What lines in the records below mention "train"? List them all.

DATASET EXCERPTS Start Marker

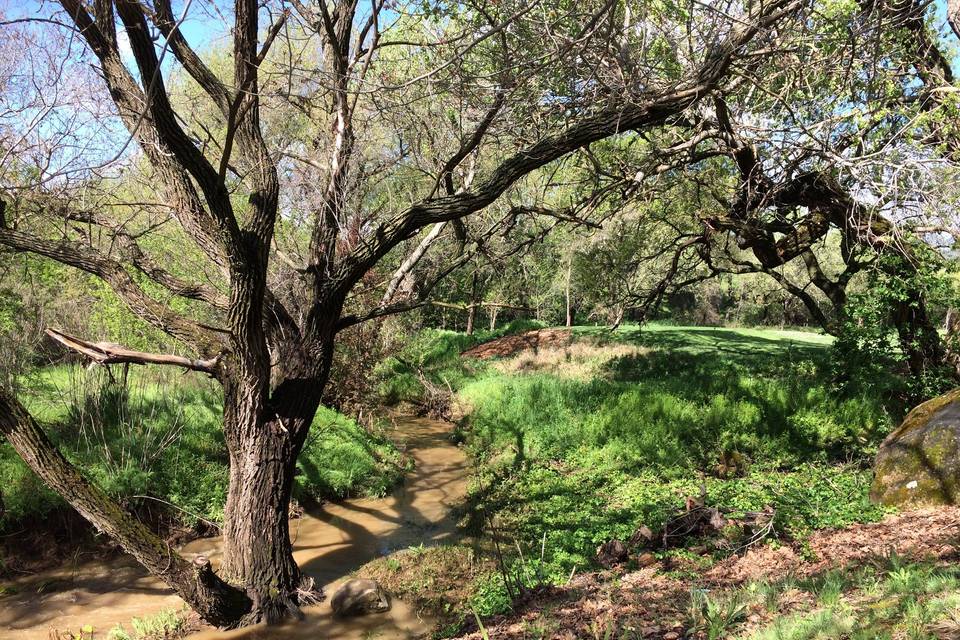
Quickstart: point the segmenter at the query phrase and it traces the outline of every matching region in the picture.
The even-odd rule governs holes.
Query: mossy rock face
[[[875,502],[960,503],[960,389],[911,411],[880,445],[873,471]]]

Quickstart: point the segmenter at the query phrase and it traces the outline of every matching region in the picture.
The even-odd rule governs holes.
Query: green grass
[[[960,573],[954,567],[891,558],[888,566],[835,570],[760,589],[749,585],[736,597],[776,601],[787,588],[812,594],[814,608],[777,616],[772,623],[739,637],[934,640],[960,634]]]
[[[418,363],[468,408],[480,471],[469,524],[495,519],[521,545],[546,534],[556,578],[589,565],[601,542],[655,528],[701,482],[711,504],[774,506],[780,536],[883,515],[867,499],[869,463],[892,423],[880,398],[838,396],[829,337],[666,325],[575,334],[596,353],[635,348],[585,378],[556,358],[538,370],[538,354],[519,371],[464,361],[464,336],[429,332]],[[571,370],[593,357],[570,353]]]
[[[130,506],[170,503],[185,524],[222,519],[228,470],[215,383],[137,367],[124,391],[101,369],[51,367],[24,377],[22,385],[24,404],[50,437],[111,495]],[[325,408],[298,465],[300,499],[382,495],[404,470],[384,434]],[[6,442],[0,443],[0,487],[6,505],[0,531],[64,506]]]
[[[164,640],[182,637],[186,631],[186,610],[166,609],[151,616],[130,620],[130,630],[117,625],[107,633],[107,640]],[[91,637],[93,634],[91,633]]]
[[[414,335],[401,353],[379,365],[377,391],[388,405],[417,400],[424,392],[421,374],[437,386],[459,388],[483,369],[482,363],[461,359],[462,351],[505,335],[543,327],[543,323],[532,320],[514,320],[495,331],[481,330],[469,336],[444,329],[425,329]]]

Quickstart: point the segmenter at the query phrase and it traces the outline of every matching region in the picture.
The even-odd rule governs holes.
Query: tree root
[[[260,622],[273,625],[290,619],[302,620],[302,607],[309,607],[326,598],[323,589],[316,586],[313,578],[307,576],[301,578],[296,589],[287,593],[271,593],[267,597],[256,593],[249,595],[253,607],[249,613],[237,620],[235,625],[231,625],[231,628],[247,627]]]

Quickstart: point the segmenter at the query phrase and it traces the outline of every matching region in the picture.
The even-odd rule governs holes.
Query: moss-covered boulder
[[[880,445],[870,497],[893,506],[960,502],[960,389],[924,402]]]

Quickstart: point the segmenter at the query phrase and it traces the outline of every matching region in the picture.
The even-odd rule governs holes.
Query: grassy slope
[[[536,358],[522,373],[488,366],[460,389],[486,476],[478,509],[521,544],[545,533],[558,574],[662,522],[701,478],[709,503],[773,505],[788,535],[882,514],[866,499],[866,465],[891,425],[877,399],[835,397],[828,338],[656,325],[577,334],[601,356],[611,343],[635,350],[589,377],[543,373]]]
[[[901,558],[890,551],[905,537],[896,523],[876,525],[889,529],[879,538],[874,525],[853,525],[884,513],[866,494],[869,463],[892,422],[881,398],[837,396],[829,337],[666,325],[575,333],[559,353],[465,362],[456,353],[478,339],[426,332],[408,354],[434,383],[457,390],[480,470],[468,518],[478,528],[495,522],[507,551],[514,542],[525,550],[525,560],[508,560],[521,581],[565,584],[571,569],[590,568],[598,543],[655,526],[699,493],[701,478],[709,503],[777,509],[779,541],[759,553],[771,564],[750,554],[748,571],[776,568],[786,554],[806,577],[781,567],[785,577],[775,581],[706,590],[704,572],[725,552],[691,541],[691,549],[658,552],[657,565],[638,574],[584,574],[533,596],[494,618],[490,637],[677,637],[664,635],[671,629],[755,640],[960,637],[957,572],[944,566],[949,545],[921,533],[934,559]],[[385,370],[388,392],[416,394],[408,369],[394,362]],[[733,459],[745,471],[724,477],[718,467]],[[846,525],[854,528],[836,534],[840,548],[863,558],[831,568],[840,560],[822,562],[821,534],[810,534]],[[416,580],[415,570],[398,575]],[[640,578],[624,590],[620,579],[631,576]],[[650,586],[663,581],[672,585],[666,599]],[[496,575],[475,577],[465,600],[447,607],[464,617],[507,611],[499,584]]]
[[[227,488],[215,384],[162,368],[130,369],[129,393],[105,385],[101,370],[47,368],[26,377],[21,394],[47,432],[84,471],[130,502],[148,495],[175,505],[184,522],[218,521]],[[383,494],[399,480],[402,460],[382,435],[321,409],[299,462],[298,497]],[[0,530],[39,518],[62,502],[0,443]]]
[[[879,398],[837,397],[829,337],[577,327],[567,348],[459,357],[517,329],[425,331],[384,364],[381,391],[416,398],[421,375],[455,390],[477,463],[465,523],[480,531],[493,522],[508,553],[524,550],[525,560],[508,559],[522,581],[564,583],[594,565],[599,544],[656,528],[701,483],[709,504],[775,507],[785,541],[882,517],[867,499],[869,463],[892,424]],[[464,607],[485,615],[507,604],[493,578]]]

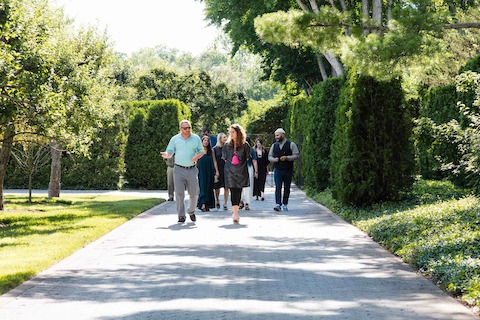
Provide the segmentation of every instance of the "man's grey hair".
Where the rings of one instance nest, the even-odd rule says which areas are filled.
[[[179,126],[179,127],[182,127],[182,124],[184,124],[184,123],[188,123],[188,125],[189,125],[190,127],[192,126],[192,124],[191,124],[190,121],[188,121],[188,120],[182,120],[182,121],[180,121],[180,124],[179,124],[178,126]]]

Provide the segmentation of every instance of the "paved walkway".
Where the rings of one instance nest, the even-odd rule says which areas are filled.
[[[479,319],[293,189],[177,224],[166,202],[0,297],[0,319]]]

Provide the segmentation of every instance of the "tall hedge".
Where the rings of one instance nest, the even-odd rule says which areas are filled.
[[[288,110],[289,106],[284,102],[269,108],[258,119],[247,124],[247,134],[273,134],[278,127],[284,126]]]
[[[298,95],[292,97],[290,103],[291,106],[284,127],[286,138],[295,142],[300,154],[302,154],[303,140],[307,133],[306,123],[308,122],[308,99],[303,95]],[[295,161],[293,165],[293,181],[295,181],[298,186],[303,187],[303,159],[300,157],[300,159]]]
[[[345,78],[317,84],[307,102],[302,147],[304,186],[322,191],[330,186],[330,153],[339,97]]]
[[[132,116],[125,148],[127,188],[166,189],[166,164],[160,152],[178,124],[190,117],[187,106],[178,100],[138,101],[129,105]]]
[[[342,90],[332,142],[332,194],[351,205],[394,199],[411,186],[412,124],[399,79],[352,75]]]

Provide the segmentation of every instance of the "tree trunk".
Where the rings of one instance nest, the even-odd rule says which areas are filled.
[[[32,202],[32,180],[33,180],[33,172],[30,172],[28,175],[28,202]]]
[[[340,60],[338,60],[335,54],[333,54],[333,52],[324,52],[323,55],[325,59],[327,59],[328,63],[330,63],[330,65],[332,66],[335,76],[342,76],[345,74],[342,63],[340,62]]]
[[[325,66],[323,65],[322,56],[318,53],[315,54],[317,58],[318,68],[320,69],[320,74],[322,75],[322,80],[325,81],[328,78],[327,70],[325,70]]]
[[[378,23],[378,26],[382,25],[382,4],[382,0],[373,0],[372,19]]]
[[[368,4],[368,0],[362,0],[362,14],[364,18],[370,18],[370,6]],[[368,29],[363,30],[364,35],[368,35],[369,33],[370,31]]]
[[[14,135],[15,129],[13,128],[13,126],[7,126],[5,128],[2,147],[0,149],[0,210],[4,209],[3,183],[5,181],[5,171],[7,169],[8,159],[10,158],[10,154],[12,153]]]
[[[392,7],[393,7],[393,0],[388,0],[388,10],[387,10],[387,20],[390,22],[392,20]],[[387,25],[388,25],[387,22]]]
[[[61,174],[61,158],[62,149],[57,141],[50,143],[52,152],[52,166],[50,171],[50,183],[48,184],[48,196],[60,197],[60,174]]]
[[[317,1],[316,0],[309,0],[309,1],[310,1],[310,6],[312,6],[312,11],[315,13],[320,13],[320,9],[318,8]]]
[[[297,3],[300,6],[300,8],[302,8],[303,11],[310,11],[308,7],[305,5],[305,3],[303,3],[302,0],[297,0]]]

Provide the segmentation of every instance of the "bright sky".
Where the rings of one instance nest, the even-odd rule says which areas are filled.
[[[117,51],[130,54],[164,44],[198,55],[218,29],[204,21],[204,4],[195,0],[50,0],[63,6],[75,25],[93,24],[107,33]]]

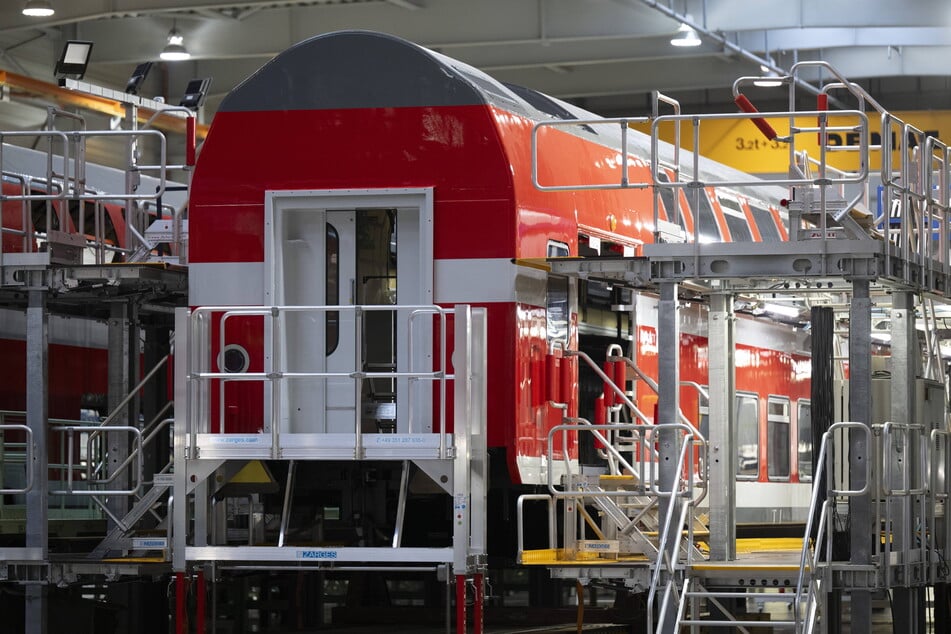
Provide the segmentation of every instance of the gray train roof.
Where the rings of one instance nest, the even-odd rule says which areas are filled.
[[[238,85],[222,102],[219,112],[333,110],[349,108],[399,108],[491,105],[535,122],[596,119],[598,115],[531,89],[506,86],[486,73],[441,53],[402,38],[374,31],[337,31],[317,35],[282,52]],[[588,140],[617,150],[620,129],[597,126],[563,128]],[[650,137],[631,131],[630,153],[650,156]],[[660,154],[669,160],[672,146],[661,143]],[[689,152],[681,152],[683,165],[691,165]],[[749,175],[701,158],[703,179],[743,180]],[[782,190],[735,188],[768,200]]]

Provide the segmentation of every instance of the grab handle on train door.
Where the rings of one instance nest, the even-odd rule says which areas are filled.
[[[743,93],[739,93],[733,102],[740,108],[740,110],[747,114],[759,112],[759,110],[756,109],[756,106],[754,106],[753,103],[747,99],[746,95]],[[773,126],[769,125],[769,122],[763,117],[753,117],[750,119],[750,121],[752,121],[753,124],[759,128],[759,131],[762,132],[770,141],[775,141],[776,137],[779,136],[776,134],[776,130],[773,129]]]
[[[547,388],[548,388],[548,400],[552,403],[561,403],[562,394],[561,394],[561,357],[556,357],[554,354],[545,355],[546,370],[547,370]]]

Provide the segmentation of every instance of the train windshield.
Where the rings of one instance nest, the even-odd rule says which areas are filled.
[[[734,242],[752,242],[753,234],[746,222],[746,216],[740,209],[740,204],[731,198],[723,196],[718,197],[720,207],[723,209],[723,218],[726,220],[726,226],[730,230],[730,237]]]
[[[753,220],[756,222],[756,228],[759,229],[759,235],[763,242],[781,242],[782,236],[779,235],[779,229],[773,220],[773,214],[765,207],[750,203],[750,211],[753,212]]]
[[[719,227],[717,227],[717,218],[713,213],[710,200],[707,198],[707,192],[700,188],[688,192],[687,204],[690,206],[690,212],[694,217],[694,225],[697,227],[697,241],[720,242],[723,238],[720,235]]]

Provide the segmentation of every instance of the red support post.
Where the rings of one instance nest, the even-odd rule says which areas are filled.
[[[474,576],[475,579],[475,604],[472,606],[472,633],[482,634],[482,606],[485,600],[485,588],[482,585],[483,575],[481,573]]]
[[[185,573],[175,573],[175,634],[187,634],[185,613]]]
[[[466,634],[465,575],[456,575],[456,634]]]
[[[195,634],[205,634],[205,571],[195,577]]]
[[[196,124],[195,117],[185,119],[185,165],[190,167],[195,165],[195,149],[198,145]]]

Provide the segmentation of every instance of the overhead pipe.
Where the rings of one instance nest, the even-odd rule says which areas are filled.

DATASET EXCERPTS End Marker

_RESPONSE TO THE TASK:_
Provide the segmentation of every instance of the gray train roof.
Provide the segmentation of every instance of the grab handle on train door.
Provide the segmentation of every instance of the train windshield.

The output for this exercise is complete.